§ **Instructions for the task**: Retrieve all lines below that have the string "shadow".

§ **Data provided**:
● ● ● ● ● ● ●

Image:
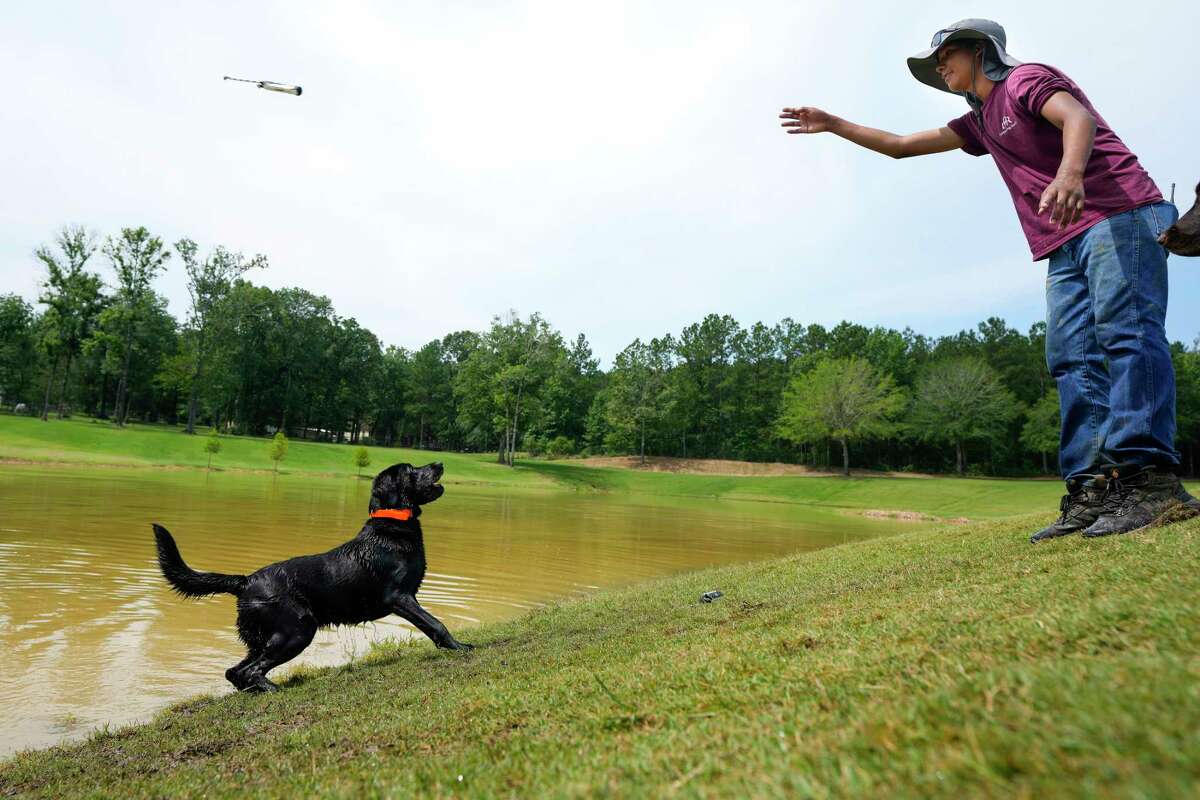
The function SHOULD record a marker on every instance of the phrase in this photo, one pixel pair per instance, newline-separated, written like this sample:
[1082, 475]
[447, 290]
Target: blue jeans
[1107, 343]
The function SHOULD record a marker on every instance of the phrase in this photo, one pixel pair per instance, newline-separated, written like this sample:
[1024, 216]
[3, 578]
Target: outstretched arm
[1065, 196]
[813, 120]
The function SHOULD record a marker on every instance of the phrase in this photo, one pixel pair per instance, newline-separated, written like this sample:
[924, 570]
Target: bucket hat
[996, 61]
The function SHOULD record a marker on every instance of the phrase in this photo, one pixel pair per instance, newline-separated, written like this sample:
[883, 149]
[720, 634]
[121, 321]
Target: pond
[90, 633]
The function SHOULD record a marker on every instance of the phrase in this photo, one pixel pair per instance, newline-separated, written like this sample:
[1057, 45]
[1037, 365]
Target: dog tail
[187, 581]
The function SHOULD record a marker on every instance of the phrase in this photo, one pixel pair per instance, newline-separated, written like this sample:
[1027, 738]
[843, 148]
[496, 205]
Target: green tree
[499, 385]
[18, 353]
[211, 445]
[208, 283]
[845, 400]
[361, 459]
[1043, 426]
[73, 299]
[137, 258]
[637, 392]
[961, 400]
[279, 449]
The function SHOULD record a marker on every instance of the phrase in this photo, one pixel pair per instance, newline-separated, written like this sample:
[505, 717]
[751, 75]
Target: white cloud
[616, 166]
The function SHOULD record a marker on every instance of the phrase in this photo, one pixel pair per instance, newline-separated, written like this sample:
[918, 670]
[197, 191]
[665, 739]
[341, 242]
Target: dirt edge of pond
[726, 467]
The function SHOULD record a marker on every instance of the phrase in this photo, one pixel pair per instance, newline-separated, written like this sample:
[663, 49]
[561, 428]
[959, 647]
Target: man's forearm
[889, 144]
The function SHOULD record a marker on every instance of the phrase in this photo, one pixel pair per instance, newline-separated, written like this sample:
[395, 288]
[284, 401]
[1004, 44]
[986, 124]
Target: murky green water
[90, 635]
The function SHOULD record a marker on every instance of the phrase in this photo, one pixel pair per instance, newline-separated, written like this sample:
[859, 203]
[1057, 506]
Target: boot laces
[1073, 504]
[1122, 493]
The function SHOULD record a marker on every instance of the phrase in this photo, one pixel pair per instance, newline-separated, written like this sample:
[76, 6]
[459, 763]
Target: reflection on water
[90, 635]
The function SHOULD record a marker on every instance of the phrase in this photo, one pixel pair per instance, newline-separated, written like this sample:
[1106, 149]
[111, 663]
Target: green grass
[94, 441]
[82, 440]
[958, 661]
[941, 497]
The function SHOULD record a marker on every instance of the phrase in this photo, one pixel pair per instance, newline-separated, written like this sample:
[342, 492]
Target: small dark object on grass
[376, 573]
[1183, 238]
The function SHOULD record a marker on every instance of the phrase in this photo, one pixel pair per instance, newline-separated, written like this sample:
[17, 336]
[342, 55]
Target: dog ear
[384, 493]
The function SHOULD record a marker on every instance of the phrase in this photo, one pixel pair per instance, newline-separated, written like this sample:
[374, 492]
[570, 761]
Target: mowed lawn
[82, 440]
[949, 662]
[95, 441]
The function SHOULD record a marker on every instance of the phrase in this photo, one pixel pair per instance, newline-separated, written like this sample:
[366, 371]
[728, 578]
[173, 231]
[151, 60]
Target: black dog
[373, 575]
[1183, 238]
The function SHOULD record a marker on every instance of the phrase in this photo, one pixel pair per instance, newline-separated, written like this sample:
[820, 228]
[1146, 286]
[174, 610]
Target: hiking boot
[1079, 507]
[1138, 497]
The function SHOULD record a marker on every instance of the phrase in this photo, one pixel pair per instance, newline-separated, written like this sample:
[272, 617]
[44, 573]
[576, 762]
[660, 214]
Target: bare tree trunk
[516, 415]
[191, 395]
[103, 395]
[123, 386]
[63, 391]
[287, 401]
[49, 383]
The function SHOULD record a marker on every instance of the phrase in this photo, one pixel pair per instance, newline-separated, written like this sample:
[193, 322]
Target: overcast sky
[616, 166]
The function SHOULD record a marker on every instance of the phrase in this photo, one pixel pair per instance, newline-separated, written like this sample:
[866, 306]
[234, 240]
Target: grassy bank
[85, 441]
[948, 662]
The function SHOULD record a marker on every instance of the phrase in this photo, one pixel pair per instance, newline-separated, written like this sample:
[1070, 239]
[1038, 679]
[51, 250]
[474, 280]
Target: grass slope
[81, 440]
[947, 662]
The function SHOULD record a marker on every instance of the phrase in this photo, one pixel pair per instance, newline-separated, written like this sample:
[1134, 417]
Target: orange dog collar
[394, 513]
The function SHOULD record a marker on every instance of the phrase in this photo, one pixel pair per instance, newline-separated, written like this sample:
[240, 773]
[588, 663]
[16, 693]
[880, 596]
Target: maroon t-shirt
[1027, 150]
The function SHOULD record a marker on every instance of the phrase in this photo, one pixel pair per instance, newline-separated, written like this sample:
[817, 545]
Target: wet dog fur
[376, 573]
[1183, 238]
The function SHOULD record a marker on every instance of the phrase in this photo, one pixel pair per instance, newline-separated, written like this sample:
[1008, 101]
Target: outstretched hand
[807, 120]
[1065, 200]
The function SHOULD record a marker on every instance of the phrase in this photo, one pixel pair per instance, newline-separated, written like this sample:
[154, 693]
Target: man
[1107, 282]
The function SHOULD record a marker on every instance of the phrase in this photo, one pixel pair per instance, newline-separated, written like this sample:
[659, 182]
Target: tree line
[252, 360]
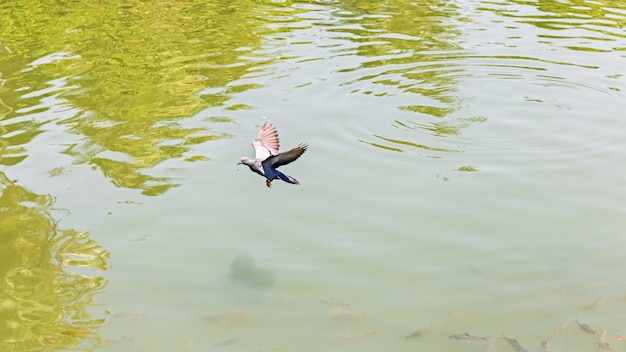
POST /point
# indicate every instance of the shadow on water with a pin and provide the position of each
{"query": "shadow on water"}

● ● ● ● ● ● ●

§ **Exercise answer**:
# indicate every instance of the shadow on water with a pin and provide the position of each
{"query": "shadow on water"}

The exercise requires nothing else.